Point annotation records
=====
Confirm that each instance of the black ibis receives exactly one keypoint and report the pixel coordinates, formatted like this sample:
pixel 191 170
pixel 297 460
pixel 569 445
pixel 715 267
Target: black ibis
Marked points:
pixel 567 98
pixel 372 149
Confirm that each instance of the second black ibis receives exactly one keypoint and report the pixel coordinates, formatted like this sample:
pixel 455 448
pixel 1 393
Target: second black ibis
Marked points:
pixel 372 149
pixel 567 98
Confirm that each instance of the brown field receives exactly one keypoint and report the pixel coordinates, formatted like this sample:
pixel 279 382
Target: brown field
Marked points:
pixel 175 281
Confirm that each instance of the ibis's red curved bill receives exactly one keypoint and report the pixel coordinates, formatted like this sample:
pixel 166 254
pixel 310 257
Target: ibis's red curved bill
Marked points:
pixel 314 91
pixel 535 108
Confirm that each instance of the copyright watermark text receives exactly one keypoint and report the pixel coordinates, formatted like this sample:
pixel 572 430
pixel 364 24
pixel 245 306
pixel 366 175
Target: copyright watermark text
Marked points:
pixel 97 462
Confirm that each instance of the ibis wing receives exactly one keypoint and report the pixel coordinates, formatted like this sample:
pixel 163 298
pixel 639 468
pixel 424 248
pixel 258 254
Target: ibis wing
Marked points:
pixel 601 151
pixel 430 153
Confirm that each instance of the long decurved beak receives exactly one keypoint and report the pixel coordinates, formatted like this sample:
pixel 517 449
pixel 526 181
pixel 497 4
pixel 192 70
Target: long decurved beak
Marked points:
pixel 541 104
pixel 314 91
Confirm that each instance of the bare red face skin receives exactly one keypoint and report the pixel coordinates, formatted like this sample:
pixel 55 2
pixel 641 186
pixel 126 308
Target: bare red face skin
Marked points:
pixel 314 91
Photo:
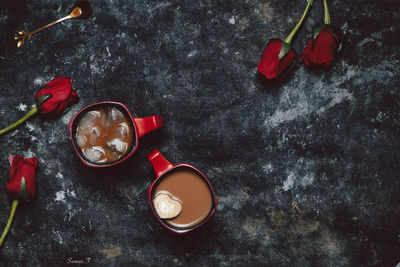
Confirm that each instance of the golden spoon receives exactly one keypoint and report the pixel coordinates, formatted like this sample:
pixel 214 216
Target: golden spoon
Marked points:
pixel 80 10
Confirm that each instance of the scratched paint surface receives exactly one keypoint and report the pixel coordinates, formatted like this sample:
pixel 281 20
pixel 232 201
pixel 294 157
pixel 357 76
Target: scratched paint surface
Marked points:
pixel 305 173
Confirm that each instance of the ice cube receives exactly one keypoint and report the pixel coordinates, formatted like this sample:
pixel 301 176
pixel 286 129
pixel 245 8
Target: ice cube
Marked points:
pixel 122 130
pixel 116 145
pixel 89 118
pixel 95 154
pixel 116 115
pixel 94 133
pixel 111 115
pixel 81 139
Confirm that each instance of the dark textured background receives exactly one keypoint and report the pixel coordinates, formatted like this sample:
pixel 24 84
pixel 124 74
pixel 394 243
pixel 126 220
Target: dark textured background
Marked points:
pixel 305 173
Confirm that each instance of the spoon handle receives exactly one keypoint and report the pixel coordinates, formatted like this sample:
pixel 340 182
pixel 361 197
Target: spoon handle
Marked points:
pixel 22 35
pixel 50 24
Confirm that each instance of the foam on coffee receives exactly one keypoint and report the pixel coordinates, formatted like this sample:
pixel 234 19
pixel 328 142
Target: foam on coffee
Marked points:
pixel 104 134
pixel 191 191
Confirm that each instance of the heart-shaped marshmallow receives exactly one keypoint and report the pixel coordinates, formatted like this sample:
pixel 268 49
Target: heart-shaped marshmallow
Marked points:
pixel 166 207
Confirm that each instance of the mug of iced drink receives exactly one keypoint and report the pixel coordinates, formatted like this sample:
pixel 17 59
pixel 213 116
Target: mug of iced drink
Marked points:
pixel 181 197
pixel 105 133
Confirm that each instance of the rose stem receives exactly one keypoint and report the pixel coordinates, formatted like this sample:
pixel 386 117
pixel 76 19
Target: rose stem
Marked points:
pixel 20 121
pixel 296 28
pixel 10 219
pixel 327 18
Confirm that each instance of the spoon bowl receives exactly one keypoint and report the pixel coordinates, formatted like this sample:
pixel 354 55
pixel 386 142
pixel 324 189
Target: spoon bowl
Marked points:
pixel 80 10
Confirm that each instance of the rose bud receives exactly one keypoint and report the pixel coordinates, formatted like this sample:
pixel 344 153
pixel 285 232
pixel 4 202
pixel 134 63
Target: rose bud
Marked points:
pixel 278 56
pixel 56 96
pixel 51 101
pixel 21 185
pixel 325 42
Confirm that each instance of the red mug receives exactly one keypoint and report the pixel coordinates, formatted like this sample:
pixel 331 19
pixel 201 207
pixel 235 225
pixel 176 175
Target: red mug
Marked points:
pixel 163 168
pixel 140 126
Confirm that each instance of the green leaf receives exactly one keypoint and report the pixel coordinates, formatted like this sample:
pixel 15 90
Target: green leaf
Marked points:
pixel 23 189
pixel 284 50
pixel 41 99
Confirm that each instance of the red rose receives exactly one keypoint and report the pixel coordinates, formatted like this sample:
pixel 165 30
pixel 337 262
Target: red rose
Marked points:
pixel 322 47
pixel 278 57
pixel 22 181
pixel 56 96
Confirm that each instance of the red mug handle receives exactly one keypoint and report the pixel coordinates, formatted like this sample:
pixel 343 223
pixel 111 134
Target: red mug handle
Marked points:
pixel 148 124
pixel 160 164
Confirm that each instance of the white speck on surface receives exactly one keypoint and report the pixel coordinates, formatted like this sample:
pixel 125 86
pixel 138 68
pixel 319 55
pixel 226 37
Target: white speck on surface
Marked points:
pixel 308 179
pixel 268 168
pixel 59 175
pixel 30 127
pixel 289 182
pixel 58 237
pixel 39 81
pixel 60 196
pixel 192 53
pixel 22 107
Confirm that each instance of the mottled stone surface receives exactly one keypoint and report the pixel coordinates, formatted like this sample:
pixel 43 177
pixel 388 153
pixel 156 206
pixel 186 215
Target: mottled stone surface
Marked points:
pixel 306 173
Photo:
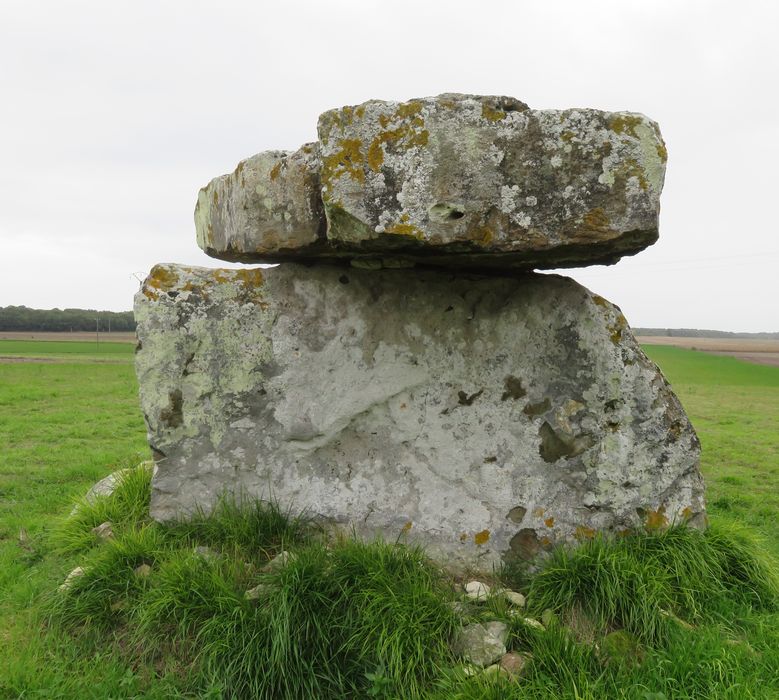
=====
**Exercise instructions:**
Copy out all of the data above line for line, without changing a character, and omit the pictures.

**Solution to this task:**
Confirm that each instance of the black ibis receives exactly one keypoint and report the pixel coordinates, formatted like this sample:
pixel 191 170
pixel 297 460
pixel 569 445
pixel 715 267
Target: black ibis
Marked points:
pixel 567 98
pixel 372 149
Confirm that each instance of the second black ibis receives exactly one keypoint and report the pixel coordinates, formatted like this sample:
pixel 455 448
pixel 1 393
Target: second black ibis
Marked points:
pixel 372 149
pixel 567 98
Confirm that each instance of the brown field receives exactly one keypoint and report the pixel coordinates, formatted like this sample:
pixel 279 382
Target: brown field
Marked points:
pixel 175 281
Confirm that each instance of the ibis's red curved bill receives exactly one keypoint and report the pixel coordinates, formatted like this sample:
pixel 166 254
pixel 310 257
Target: ibis's red curved bill
Marked points:
pixel 314 91
pixel 535 108
Confirm that each instance of the copyright watermark text receives exactly one keypoint and report the pixel coordinates, formatted like this sample:
pixel 572 430
pixel 364 24
pixel 245 306
pixel 366 175
Target: copyright watermark text
Marked points:
pixel 97 462
Confirm that each instance of the ibis wing receives exactly one keypoint and report the pixel coordinates, formatted like this sample:
pixel 163 298
pixel 639 468
pixel 424 248
pixel 258 254
Target: ibis wing
Marked points:
pixel 601 151
pixel 430 153
Confirm that each instance of the long decurved beak receives exactly one keypoint and report the pixel coordinates, formatted like this sample:
pixel 517 449
pixel 526 181
pixel 497 4
pixel 192 70
Target: long decurved beak
Marked points:
pixel 541 104
pixel 314 91
Confirm that each instance of the bare red face skin receives exactly one keypoint and report the pixel coordinates, formatted like this sample:
pixel 55 2
pixel 641 186
pixel 126 308
Target: bare red face skin
Marked points:
pixel 314 91
Photo:
Confirm that each instance of the golden spoon receives exactly one keypoint and report the pixel coordinates, formatted like this sample:
pixel 214 216
Target: golden spoon
Marked points:
pixel 80 10
Confirm that each instance of the scratched paint surface receives exactly one keypoint and report the pixel coordinates, formatted like this sample:
pixel 281 20
pixel 232 201
pixel 294 157
pixel 357 76
Target: scratched paint surface
Marked points:
pixel 305 173
Confirm that each instance of the ice cube receives exactly one keypoint and report the pixel coordinates, formatted like this sample:
pixel 301 176
pixel 286 129
pixel 245 8
Target: ice cube
Marked points:
pixel 122 130
pixel 116 145
pixel 89 118
pixel 95 154
pixel 116 115
pixel 94 133
pixel 111 115
pixel 81 139
Confirm that each instance of the dark textured background receives exactly one keypoint and report the pixel coordinates, formatted like this sample:
pixel 24 84
pixel 124 74
pixel 394 243
pixel 126 220
Target: dark textured background
Marked points:
pixel 305 173
Confirm that each instance of the spoon handle receives exactly one keypoint and report the pixel coordinates, formatted like this sample:
pixel 340 182
pixel 361 197
Target: spoon handle
Marked points:
pixel 22 35
pixel 50 24
Confirm that each instance of the foam on coffee receives exactly one keypoint and report the pixel coordinates, formatted like this sample:
pixel 234 19
pixel 328 142
Target: foam on coffee
Marked points:
pixel 104 134
pixel 191 191
Confirm that each instance of the heart-shaped marshmallow receives exactly one keypoint and report the pixel coordinates, formatted like this sample:
pixel 268 49
Target: heart-shaped marshmallow
Marked points:
pixel 166 207
Confirm that each instance of the mug of iced drink receives exactly one keypoint and report the pixel coordinates, formatted like this sample:
pixel 17 59
pixel 213 116
Target: mug of iced drink
Marked points:
pixel 181 197
pixel 105 133
Confirm that each instance of the rose stem receives exactly one keypoint and report the pixel coordinates, formatted like this sample:
pixel 386 117
pixel 76 19
Target: rose stem
Marked points:
pixel 20 121
pixel 296 28
pixel 10 219
pixel 327 18
Confirm that each instance of the spoon bowl receives exactly one keypoint and report the pixel coordinates, formatted like this sample:
pixel 354 55
pixel 386 142
pixel 324 189
Target: spoon bowl
Marked points:
pixel 80 10
Confirm that each instance of the rose bud receives exactly one keypoint and report the pixel coordinates, formatted like this sample:
pixel 344 153
pixel 285 232
pixel 4 202
pixel 134 63
Target: rose bud
Marked points:
pixel 278 56
pixel 56 96
pixel 51 101
pixel 21 185
pixel 325 42
Confirm that each instance of the red mug receives exactly one keypoint and report the pixel coordinates, formatted like this sample:
pixel 331 19
pixel 201 207
pixel 235 225
pixel 176 175
Target: red mug
Marked points:
pixel 163 168
pixel 140 126
Confirm that each instance of the green leaf receives exactly one keypoint and report the pixel coordinates, formatted like this sample:
pixel 15 90
Target: green leaf
Marked points:
pixel 23 189
pixel 284 50
pixel 41 99
Confirm that each instance of the red rose receives exactly one keypoint and report the pixel coordinates, formatted like this sample:
pixel 165 30
pixel 337 262
Target: red rose
Marked points:
pixel 322 47
pixel 278 57
pixel 22 181
pixel 56 96
Confirm that each instance of the red mug handle receives exactly one keypoint and report the pixel coordinates, formatted like this sample:
pixel 343 223
pixel 111 134
Target: red mug handle
Marked points:
pixel 148 124
pixel 160 164
Confirm that each instance of the white speck on surface receives exactly one keypoint and report the pixel coordinates, formatted like this sample:
pixel 125 86
pixel 138 68
pixel 319 55
pixel 226 37
Target: white speck on surface
Marked points:
pixel 308 179
pixel 268 168
pixel 59 175
pixel 30 127
pixel 289 182
pixel 58 237
pixel 39 81
pixel 60 196
pixel 192 53
pixel 22 107
Confirm that each instance of the mottled stone surface receives exactly one keypoint and report the pixel coordinates, formatted like this sample:
pixel 43 177
pixel 388 153
pixel 156 206
pixel 186 215
Target: mottled stone surface
Marked points:
pixel 306 173
Photo:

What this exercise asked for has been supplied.